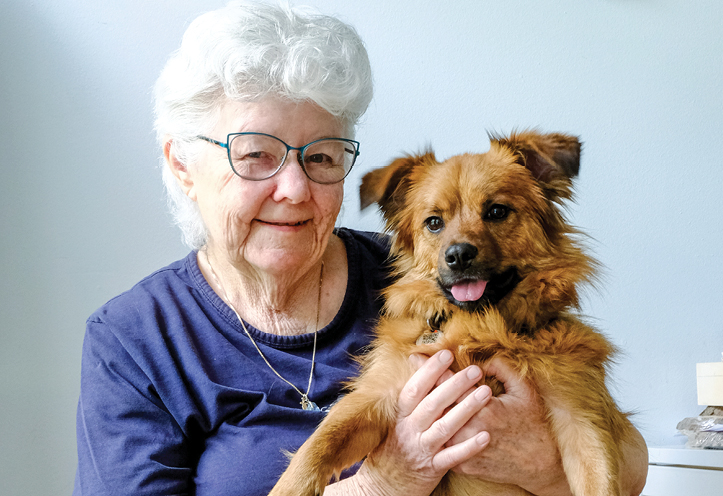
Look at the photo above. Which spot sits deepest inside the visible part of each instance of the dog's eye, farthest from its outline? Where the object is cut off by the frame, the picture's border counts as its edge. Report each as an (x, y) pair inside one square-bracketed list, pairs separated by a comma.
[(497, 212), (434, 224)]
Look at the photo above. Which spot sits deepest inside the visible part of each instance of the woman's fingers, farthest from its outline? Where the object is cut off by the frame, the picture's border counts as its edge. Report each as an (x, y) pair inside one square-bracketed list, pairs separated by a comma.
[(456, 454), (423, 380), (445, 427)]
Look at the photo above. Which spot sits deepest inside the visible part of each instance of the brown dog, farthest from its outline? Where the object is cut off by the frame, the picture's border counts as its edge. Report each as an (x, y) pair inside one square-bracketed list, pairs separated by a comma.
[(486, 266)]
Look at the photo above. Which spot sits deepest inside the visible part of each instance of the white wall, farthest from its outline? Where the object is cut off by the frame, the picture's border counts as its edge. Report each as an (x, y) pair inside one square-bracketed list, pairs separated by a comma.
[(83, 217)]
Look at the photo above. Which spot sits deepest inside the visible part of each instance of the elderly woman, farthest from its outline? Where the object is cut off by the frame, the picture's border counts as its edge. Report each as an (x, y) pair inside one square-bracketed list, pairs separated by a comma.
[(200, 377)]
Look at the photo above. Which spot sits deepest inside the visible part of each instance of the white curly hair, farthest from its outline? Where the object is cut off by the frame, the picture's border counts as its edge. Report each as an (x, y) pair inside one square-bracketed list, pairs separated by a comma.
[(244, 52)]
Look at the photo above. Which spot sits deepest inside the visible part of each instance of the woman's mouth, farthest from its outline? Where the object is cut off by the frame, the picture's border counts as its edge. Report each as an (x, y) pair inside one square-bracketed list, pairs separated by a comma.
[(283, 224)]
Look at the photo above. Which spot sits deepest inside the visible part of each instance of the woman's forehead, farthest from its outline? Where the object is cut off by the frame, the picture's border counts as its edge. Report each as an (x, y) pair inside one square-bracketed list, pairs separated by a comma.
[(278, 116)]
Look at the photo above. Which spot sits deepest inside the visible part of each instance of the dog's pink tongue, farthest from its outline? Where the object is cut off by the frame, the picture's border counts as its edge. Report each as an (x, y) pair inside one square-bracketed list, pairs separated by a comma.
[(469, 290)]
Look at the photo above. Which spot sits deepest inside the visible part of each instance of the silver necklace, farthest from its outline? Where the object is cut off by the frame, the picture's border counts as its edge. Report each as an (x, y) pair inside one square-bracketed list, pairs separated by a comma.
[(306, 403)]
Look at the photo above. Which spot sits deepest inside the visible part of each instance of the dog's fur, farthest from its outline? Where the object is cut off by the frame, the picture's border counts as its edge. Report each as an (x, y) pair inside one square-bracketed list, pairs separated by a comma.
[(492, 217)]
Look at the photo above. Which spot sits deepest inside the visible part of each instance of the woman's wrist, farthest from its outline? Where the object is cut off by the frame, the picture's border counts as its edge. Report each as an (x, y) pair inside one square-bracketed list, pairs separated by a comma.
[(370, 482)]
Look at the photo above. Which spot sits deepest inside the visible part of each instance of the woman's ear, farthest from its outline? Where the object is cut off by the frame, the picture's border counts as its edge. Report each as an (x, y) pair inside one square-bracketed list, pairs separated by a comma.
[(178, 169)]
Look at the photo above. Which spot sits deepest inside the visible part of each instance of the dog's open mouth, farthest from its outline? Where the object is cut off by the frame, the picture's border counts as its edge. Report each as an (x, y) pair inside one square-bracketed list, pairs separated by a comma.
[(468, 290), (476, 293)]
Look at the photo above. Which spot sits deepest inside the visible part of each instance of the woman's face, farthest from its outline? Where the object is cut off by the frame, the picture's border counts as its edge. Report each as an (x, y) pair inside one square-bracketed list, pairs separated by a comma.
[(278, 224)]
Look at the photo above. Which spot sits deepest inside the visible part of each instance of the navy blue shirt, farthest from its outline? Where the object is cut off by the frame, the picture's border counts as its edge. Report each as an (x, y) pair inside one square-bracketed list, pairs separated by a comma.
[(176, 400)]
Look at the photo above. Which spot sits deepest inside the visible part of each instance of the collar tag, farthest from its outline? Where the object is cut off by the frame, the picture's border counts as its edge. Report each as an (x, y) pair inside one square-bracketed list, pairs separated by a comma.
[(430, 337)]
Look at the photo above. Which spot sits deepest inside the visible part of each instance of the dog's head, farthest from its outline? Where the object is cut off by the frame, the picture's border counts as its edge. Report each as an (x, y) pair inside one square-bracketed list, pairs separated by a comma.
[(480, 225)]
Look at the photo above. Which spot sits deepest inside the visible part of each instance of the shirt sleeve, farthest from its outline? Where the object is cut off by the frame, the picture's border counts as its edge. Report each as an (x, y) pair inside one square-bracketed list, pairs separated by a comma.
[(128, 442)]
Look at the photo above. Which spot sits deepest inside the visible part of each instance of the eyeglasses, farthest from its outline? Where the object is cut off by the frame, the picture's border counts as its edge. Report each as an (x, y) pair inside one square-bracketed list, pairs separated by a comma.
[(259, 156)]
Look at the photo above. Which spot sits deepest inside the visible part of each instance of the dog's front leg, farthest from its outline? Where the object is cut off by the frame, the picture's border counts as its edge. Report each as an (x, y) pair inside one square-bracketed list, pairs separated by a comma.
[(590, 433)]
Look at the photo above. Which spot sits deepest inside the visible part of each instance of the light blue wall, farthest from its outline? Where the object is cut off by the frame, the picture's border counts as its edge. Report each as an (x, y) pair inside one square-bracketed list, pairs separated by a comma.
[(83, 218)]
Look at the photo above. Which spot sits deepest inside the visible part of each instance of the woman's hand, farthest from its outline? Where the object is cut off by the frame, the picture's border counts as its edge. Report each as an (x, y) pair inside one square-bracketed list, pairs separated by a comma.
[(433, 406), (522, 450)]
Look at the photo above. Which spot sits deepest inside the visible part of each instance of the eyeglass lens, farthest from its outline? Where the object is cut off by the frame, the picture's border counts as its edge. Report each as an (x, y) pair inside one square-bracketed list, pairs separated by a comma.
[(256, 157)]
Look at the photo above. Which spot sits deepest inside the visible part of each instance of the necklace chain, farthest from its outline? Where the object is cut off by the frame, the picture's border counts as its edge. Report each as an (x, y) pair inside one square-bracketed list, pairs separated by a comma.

-.-.-

Whatever pictures the entries contain, omit them, and write the rest out exactly.

→ **Exercise output**
Look at the photo above. Which spot sits deepest inside the visible part of each instance of the dog's eye, farthest from its outline? Where the object is cut off by the frame, the picture's border counts as its edge. Report each as an (x, y) pair inside one square-bracketed list, pairs separated by a comma.
[(497, 212), (434, 224)]
Look at the photo above. Which spot sits deepest inside the visible part of each instance of the woman's fingers, farthest from its outline? Where the object is cut off by the frame, the picture's border counts as its edge. Report each as an (x, y) pair inside one square-bracketed list, pairs separated by a comma.
[(456, 454), (423, 380), (445, 427)]
Look at the photo above. Which spot sits deepest inside the visible part of each instance of the brown dog, farthest from its outline? Where the object is cut off by the frame, the picture's border counts as its edge. Report each as an (x, y) pair inside one square-bracketed list, pairs separated by a comma.
[(486, 266)]
Look at the photo above. Which spot sits deepest inside the visible part of each instance of the white wall, farthest from its outline? Where the object is cut off by the frame, the picture's border counts as its edge. Report each as an (x, y) pair inside one square-bracketed list, pairs separated by a comma.
[(83, 217)]
Look at the photo above. Which spot sits deepest inside the visible part of each instance of the elderly woman, farthest from its outline? Where the object is cut off by the frame, the picture's border counts as its edge. Report each as an (x, y) pair inside one square-bracketed list, pairs separated by a comma.
[(200, 377)]
Look at the photo above. Which spot sits deepest inside the visible part of each instance of the white curly hair, farthest from its outline? Where the object is cut off by the frame, the picture's border counts as its edge. Report each as an (x, y) pair inside one square-bracketed list, pairs separated by a comma.
[(244, 52)]
Look at the photo above. Which spot sits deepest inside the visible part of each instance of the woman's mouth, farthest from its outline? Where the object is cut off by the frame, the picture's border counts as its edge. Report each as an (x, y) pair inside one square-bracketed list, pairs separated by a comma.
[(283, 224)]
Look at the photo above. Which spot sits deepest inside the visible part of each instance of the woman's forehead, farthest from its outline? Where the object is cut off by the frame, the picture's border counts as its edge. Report each as an (x, y) pair inside one square-bracketed list, pairs separated by a comma.
[(278, 116)]
Look at the photo above. Which spot sits deepest inside the visible part of each instance of the dog's pink tongue, farthest from its outline? Where the object is cut off by the frame, the picture's border counts as its edge. Report each as an (x, y) pair inside one square-bracketed list, pairs separated by a comma.
[(469, 290)]
Look at the photo above. Which spot sits deepest inside the visible part of each instance of the silver necklace, farthest from its outline? Where the object is cut off by the frame, the picture's border counts as its edge. Report each as an (x, y) pair inside one square-bracketed list, pairs separated by a comma.
[(306, 403)]
Look at the photo above. Which spot sits deepest inside the visible part of each instance of the dog's fur, farthest from its outline? Where the object is cut off by the frame, the picture's border counts as its edge. Report each as an (x, y) pair inside one square-bracketed list, pairs separated by a comma.
[(492, 217)]
Look at the photo above. Which spot sits deepest inside the visible part of each instance of the woman's wrist, farthest from its outline? Where the object is cut off by the frame, the picture's border counts as its edge. Report each as an (x, y) pair inside one square-bracketed list, pairs separated by a comma.
[(370, 482)]
Look at the photo above. Which spot sits deepest inside the visible part of each instance of the woman's ear, farthest from its outline? Where the object is cut off by the frame, the picture's border counts as its edge. Report each as an (x, y) pair inside one square-bracketed list, pairs separated by a comma.
[(178, 169)]
Look at the photo above. Which spot sits deepest inside the visible part of each instance of the dog's open mouth, farthest from its outline? Where the object is cut off by the frame, the picture's border counts as its edge. Report each as an (x, y) pair inside one square-bracketed list, pairs separated by a comma.
[(468, 290), (476, 293)]
Look at the photo above. Which spot sits deepest inside the visible part of each instance of the woman's face, farthest from its outline? Where the object is cut off by the frame, the picture's border counts as its edge. Report each as an (x, y) pair inside one square-bracketed list, pairs separated by a comma.
[(278, 224)]
Look at the photo above. Which spot sits deepest inside the visible part of each instance of the navy blue shirt, farthest from its outline? Where the object is cut off by the frame, the picture's border counts as its edge. Report each as an (x, y) pair inside one square-bracketed list, pairs separated by a comma.
[(176, 400)]
Look at the photo above. Which spot sits deepest inside the visible part of each instance of the collar tag, farthest from its outline? Where the object is cut off by the frame, the picture's border counts as its edge. Report each as an (x, y) pair inside one square-bracketed list, pairs separated by a comma.
[(430, 337)]
Look at the photo above. Which spot sits deepest inside the visible part of each instance of the dog's head, farthest from its outline? Where the object is cut off by the frame, the picture's border counts as its edge. Report each as an (x, y) pair inside one square-bracketed list, pairs separated by a comma.
[(480, 225)]
Look at the photo above. Which spot sits deepest inside the visible part of each instance of the shirt sleeve, farthest from its outline? Where the object is cut off by the frame, the picture's border counts as its edge. Report each as an (x, y) pair inside one square-bracketed list, pairs separated by a comma.
[(128, 442)]
Look at the photo above. Which spot sits deepest inside the visible part of each instance of the eyeglasses, farthest from its outline? Where the object is cut off by the frame, the picture's border counts as its edge. Report each as an (x, y) pair inside one square-bracketed list, pairs separated by a comma.
[(259, 156)]
Look at the photo above. Which spot sits deepest inside the visible part of each instance of the dog's front leg, farthest from its outline? Where the object is cut off by the frame, the picture's border counts as its edge. Report each as an (x, y) pair inside one square-bracketed list, pairs separated by a comma.
[(590, 433)]
Look at the photo above. Which spot sits deepest inside the visible part of each instance of the light blue wall, farthest from its outline? Where the object is cut off by the frame, the picture's border counts as its edge. Report each as an (x, y) pair inside one square-bracketed list, pairs separated by a comma.
[(83, 218)]
Look at the photo above. Which spot sits deepest inside the visible part of each instance of the woman's hand, farthest from its outline? Where the object is cut off by the frame, the picture's border counts as its edge. Report each as an (x, y) pair inside one square-bracketed list, pairs separated by a comma.
[(433, 406), (522, 450)]
Look at the photo above. Which spot sits deepest inside the visible part of each instance of the eyeglass lens, farthest from its outline? Where the object is cut off by the frame, the picture's border counts as its edge. Report each as an (x, y) pair inside one square-bracketed list, pairs separated by a comma.
[(256, 157)]
Look at the photo above. Which spot sits deepest inside the visible part of each instance of the necklace chain, farthest from its outline? Where the object is cut off by the frame, the picture's border counts as its edge. Report each as an (x, y) pair inside one square-bracketed list, pairs separated by a comma.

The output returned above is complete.